>> BEGIN Supplied data

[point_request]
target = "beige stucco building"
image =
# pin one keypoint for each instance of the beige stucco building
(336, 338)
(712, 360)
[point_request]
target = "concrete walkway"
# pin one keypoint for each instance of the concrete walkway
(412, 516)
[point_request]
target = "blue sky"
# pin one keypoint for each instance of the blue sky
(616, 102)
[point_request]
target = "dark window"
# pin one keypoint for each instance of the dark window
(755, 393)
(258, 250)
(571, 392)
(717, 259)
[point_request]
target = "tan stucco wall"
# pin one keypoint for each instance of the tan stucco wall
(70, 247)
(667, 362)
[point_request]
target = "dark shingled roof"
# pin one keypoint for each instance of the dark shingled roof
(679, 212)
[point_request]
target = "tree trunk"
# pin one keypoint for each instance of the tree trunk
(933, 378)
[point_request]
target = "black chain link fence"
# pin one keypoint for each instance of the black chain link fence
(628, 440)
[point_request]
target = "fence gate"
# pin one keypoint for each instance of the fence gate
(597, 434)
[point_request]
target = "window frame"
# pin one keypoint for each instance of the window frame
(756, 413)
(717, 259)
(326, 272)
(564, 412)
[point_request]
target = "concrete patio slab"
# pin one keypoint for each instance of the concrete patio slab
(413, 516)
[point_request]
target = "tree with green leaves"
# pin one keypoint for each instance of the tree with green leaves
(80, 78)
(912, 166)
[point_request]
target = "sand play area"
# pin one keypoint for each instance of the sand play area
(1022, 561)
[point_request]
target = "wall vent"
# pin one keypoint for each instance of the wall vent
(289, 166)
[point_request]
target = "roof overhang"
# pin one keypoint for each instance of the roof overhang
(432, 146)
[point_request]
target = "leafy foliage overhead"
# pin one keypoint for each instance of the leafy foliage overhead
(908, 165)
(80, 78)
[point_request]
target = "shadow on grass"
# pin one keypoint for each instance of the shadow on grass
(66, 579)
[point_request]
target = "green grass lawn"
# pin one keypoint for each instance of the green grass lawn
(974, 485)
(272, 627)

>> END Supplied data

Output the data above exactly, please, line for line.

[point_request]
target = "beige stucco building"
image =
# pin one keypoint for each instance of the beige stucco building
(336, 338)
(712, 360)
[point_request]
target = "concrete walkway"
# pin one keypoint for each instance of the concrete walkway
(412, 516)
[point_request]
target = "blue sky"
# pin one keypoint for each instance of the blue sky
(616, 102)
[point_request]
target = "dark window"
# pin one keypoint for each instance of the dark window
(755, 393)
(258, 250)
(571, 392)
(717, 259)
[point_request]
target = "tan stucco wall"
# pin one keypoint for each instance of the tan stucco wall
(70, 247)
(667, 362)
[point_request]
target = "dark shingled roof"
# pin one keypoint for each instance of the dark shingled roof
(679, 212)
[point_request]
target = "tree trunk"
# pin one keypoint for each instance of the tree trunk
(933, 378)
[point_request]
target = "black chain link fence"
# pin one keypoint for each instance of the black chain link fence
(628, 440)
[point_request]
target = "fence gate"
# pin one keypoint for each instance of the fence gate
(597, 434)
[point_request]
target = "window frame"
# pin one keypoint for each instance of the window frame
(756, 413)
(717, 259)
(326, 272)
(564, 412)
[point_request]
target = "concrete patio slab"
# pin one keypoint for each instance of the concrete patio slab
(413, 516)
[point_request]
target = "tree with green leaves"
# pin one keypoint for each instance of the tree with green leaves
(80, 78)
(912, 166)
[point_request]
target = "sand play area"
# pin one keypoint for each instance of the sand play area
(1022, 561)
[point_request]
target = "wall vent"
# pin one keypoint for each instance of the wall vent
(289, 166)
[point_request]
target = "roof overhang"
# pin one keypoint for each instance of the roof overhang
(432, 146)
[point_request]
target = "leafy foliage overhead"
# pin one keypoint for each instance of the leafy foliage overhead
(908, 165)
(80, 78)
[point_request]
target = "shadow on grass"
# pin one keypoint for each instance of the shadow on grass
(66, 579)
[point_request]
target = "green grass lawn"
# pin one keypoint for each instance of the green grass lawn
(974, 485)
(272, 627)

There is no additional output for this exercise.